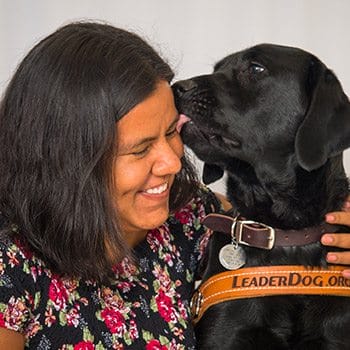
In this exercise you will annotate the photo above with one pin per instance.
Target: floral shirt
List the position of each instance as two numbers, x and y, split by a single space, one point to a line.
146 308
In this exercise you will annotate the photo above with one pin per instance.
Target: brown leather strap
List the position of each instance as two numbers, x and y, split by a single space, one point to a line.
263 236
267 281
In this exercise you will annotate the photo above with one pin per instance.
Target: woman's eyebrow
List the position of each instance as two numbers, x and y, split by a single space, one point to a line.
128 147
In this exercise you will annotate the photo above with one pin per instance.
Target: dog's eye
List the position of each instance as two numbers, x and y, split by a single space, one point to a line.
256 68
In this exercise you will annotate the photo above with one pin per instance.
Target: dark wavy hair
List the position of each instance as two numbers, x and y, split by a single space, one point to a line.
57 144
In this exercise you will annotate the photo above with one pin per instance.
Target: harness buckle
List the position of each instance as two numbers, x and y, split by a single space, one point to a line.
237 231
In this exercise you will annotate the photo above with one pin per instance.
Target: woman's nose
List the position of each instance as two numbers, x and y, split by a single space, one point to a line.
168 161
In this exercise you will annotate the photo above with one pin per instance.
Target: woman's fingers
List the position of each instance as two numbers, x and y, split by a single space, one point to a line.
341 240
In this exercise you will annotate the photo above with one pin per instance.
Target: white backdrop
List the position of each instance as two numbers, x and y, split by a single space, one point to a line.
190 34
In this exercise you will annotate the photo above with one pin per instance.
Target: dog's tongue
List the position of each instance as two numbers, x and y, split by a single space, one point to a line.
183 119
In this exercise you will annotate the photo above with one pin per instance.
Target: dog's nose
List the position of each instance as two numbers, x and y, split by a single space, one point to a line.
184 86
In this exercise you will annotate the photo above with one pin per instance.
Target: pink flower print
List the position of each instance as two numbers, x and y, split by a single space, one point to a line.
163 277
12 259
16 314
165 306
58 294
84 345
33 327
50 318
155 345
182 309
73 317
133 332
114 320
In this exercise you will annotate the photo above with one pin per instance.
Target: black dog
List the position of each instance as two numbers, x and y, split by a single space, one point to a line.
276 120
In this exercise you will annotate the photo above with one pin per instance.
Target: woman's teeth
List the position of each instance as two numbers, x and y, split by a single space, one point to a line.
157 190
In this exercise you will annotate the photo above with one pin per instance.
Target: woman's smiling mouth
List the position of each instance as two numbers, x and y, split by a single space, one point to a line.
157 190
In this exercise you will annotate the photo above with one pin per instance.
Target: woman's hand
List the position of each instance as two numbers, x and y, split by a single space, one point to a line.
341 240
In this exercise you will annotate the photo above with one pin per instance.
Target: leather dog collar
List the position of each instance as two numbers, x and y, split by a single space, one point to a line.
265 281
259 235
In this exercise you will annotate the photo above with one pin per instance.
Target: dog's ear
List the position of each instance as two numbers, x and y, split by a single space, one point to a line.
325 130
211 173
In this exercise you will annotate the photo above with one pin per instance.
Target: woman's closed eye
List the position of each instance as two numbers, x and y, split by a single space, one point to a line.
141 152
172 132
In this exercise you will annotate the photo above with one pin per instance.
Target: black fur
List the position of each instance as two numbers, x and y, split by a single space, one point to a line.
276 120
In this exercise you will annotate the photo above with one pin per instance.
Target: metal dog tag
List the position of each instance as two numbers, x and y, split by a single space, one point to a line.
232 257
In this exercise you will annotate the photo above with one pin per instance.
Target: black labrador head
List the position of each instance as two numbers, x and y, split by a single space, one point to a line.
266 106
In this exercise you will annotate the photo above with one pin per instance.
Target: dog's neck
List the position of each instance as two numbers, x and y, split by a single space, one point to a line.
290 198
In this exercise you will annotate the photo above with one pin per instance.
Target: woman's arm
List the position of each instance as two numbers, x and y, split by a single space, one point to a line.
341 240
11 340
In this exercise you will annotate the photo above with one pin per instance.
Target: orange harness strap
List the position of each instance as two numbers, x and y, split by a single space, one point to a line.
263 281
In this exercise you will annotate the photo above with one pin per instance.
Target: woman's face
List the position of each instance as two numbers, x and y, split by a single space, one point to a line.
149 152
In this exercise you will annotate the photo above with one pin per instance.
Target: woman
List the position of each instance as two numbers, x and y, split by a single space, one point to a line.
100 211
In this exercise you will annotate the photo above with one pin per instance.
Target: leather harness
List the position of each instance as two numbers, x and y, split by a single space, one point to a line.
267 280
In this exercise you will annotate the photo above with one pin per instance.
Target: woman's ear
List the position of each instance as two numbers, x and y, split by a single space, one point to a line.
325 130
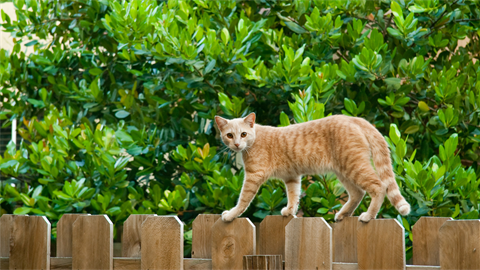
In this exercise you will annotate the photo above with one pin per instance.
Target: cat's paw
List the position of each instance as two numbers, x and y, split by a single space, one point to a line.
287 211
227 216
365 217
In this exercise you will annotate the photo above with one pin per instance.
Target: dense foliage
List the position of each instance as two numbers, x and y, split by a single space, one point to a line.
115 105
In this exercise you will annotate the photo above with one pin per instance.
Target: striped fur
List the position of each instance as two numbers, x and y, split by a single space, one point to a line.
340 144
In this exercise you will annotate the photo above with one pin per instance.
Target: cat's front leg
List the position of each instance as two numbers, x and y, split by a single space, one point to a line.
293 193
250 187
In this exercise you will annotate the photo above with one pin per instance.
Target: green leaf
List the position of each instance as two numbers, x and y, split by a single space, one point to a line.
22 210
122 114
295 27
95 71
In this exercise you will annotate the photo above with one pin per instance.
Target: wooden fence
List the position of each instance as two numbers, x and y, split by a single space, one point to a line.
156 242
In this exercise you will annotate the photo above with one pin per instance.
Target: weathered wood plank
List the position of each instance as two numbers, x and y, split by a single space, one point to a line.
262 262
381 245
230 242
6 225
272 235
308 244
121 263
460 244
92 243
132 233
30 243
202 237
354 266
61 263
345 240
425 240
197 264
4 263
64 234
162 243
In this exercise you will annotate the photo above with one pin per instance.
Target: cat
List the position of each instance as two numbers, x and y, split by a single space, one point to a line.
340 144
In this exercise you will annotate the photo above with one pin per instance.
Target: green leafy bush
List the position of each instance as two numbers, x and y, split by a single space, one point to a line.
116 102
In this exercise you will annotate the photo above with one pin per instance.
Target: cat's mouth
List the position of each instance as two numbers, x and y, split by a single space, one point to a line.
237 149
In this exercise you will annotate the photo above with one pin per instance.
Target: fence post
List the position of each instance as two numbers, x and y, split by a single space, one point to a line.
162 243
381 245
345 240
92 243
308 244
64 234
30 243
131 237
202 235
230 242
6 225
272 235
262 262
460 244
425 240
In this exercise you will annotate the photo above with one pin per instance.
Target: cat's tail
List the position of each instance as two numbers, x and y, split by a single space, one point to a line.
383 166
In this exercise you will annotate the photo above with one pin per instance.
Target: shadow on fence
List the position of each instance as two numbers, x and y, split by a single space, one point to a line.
156 242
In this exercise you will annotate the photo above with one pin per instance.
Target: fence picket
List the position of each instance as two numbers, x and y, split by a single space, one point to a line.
════════════════
Every entry above is to be set down exactly; the pictures are to be left out.

In this exercise you will annotate the photo above with one pin per instance.
Target: floral shirt
List the position of each instance as two numbers, x and y, split by a single space, one point to a line.
146 308
In this exercise you will annotate the photo above with one pin per instance.
Target: brown leather strap
List the position of each instance as two numbers, x and y, split by a single space, one point to a line.
263 236
267 281
In this exercise you will annotate the photo above with one pin per instance.
Target: woman's eyebrow
List the position of each instance as two numbers, x and y, split by a single space, one point to a line.
128 147
In this exercise you will annotate the photo above with one pin per instance.
Target: dog's eye
List the position of each instance as two numbers, x and y, split by a single space, one point to a line.
256 68
In this exercise you will annotate the photo above with one pin per instance.
Target: dark wavy hair
List the position of each instance as two numbers, x and y, split by a single space, one point to a line.
57 144
In this exercise you will annotate the photo above with one pin per instance.
Target: harness buckle
List the position of each instance as two numbers, x and y, split by a single space, one point to a line.
237 231
In this exercise you will annotate the photo above with one pin per instance.
Target: woman's nose
List the position of each instance as two numbers, x and y, split by a single space, one point to a line.
168 161
In this exercise you will annotate the photo above with one pin per instance.
Target: woman's fingers
List the position of each instance as two numbers, x and y, split by a single space, one point to a line.
341 240
In this exercise you will annotate the photo above with one pin per instance.
Target: white backdrop
List the position of each instance as two numbers, x and y, split by a single space, one point to a line.
190 34
In this exercise you will annotate the photo above with one pin per instance.
Target: dog's tongue
List the position of each instance as two numbers, x and y, split by a single space, one point to a line.
183 119
In this exercise you will annotate the photo above with one pin per instance.
Target: dog's nose
List the position of each instance as two numbers, x and y, split by a single space, one point to a line.
184 86
In this exercise you will annotate the photo above with one pin per instance.
Target: pink flower print
List the position of each instance as two numbers, x and y, split by a single space, one point to a line.
163 277
12 259
16 314
165 306
58 294
84 345
33 327
50 318
155 345
182 309
73 317
133 332
114 320
In this exercise you will annotate the photo above with one pin per instance.
Target: black dog
List the position of each instance as two numbers, x and y, split by a single space, one point to a line.
276 120
In this exercise you will annotate the photo above with one pin per instance.
Target: woman's teeth
List the position of each instance as two numbers, x and y, split by a single space, one point to a line.
157 190
In this exercise you will annotate the photo above with one pin per instance.
Target: woman's smiling mouth
List the position of each instance as two numbers, x and y, split by a single space, one point to a line.
157 190
In this exercise you will annotate the photo above with one pin per instance.
Target: woman's hand
List the position of each instance as two numbers, x and y, split by a single space, one point to a line.
341 240
In this exercise you will annotate the photo above with one pin per instance.
Target: leather dog collar
List the position of each instance as two numbers, x and y, split by a single space, one point to a line.
265 281
259 235
In this exercise you will annotate the photo above with one pin per instance.
Target: dog's ear
List the position of each instance as two numbers, x and y, split by a single space, one point to a line.
325 130
211 173
In this exercise you will annotate the photo above with one pin per instance.
Target: woman's closed eye
List the position of each instance as two numbers, x and y, split by a single space, one point to a line.
141 152
172 132
In this exercise you will annotate the photo above with one pin per instance.
Target: black fur
List the position of each instance as two numbers, x and y, split by a single space, one point to a line.
276 120
In this exercise you will annotate the photo above with one pin per instance.
Target: metal dog tag
List the position of each instance as two numbers, x and y, split by a single space, one point to a line.
232 257
In this exercise you will annotate the photo above with one pin per instance.
Target: black labrador head
List the position of each instance as two numbers, x and y, split by a single space, one point to a line.
266 106
In this exercise you will annotate the photo above with one pin per instance.
Target: dog's neck
List the position of each instance as two numbers, x and y, split by a single space, one point to a line.
290 198
In this exercise you will annotate the photo above with one pin per instance.
Target: woman's arm
List the position of each instance as two numbers, x and y, split by a single space, one point to a line.
341 240
11 340
In this exercise you will annotate the photo above with one pin per instance.
Target: orange harness strap
List the position of each instance as two numbers, x and y, split by a single space, one point to a line.
263 281
In this exercise you will annotate the photo above with one pin per instance.
Target: woman's face
List the position of each instance as two numbers, x and y, split by a single space, one point to a line.
149 152
In this exercise you will annotate the photo above with one pin per instance.
Target: woman
List the position of each instance as two numbers, x and y, split by a single space, one point to a line.
100 211
In this exercise you will annotate the photo above with one pin per instance.
Target: leather harness
List the position of each instance as two numbers, x and y, split by a single space, one point to a line.
267 280
In this exercise you will annotate the photo above with one pin per instance.
Target: woman's ear
List the position of each instance as two numbers, x and y, split by a single space, one point to a line.
325 130
In this exercise you will annotate the photo above with one pin per instance.
Target: cat's paw
List the position of each instance as two numbers, x and y, split by a single space, one point to a line.
287 211
227 216
365 217
In this exercise you will annotate the photo above with one pin per instance.
Target: dense foliage
List the position of each instance as two numbers, x and y, split by a single space, one point to a line.
115 105
In this exercise you will annotate the photo above with one pin per instance.
Target: striped fur
List the position of each instance as two numbers, x and y, split by a single space, one point to a line.
340 144
In this exercise you will annotate the photo above with one pin per instance.
Target: cat's front leg
List the position of each instance as two numbers, x and y, split by a single space, one point to a line.
293 193
250 187
In this exercise you will annotate the photo above with one pin per instance.
Target: green leaf
List the position of each instance as two numbers, x and y, split by a single space, one point to a line.
22 210
122 114
295 27
95 71
In this exercise you will annotate the photo above with one pin per instance.
Target: wooden fence
List the position of each instance as two numbers, x and y, split by a single space, one point to a line.
156 242
In this exercise you will annotate the photo above with one pin per instance.
Target: weathered wood plank
List the position of each instance as two numbers, x and y, split by a single space, one point to a line.
262 262
381 245
230 242
6 225
272 235
308 244
121 263
460 244
92 243
132 233
30 243
202 237
354 266
61 263
345 240
425 240
197 264
4 263
64 234
162 243
In this exercise you will annotate the photo above with one pin per instance.
Target: cat
List the position of each instance as two numbers, x and y, split by a single space, one point to a line.
340 144
In this exercise you will annotate the photo above with one pin per instance.
Target: green leafy bush
List the position of each instance as two numbers, x and y, split by a single space, one point to a line.
116 102
In this exercise you will annotate the photo above with one pin per instance.
Target: cat's mouth
List the position of each instance as two numbers, x and y, split by a single space, one point to a line.
237 149
In this exercise you will annotate the photo above with one pin per instance.
Target: fence post
List the position of each instance as two numbers, x and y, split by a single space, one point to a line.
162 243
381 245
345 240
92 243
308 244
64 234
30 243
131 237
202 235
230 242
6 225
272 235
262 262
460 244
425 240
In this exercise you will annotate the photo above with one pin per instance.
Target: cat's tail
List the position of each instance as two numbers, x and y, split by a single space, one point to a line.
383 166
In this exercise you will annotate the photo above with one pin per instance.
Target: shadow on fence
List the position of each instance as two numbers, x and y, split by a single space, one point to a line.
156 242
In this exercise you will annotate the photo above with one pin per instance.
Target: fence picket
List the position of each instance as two numbers, x and y, split by a single space, one point to a line.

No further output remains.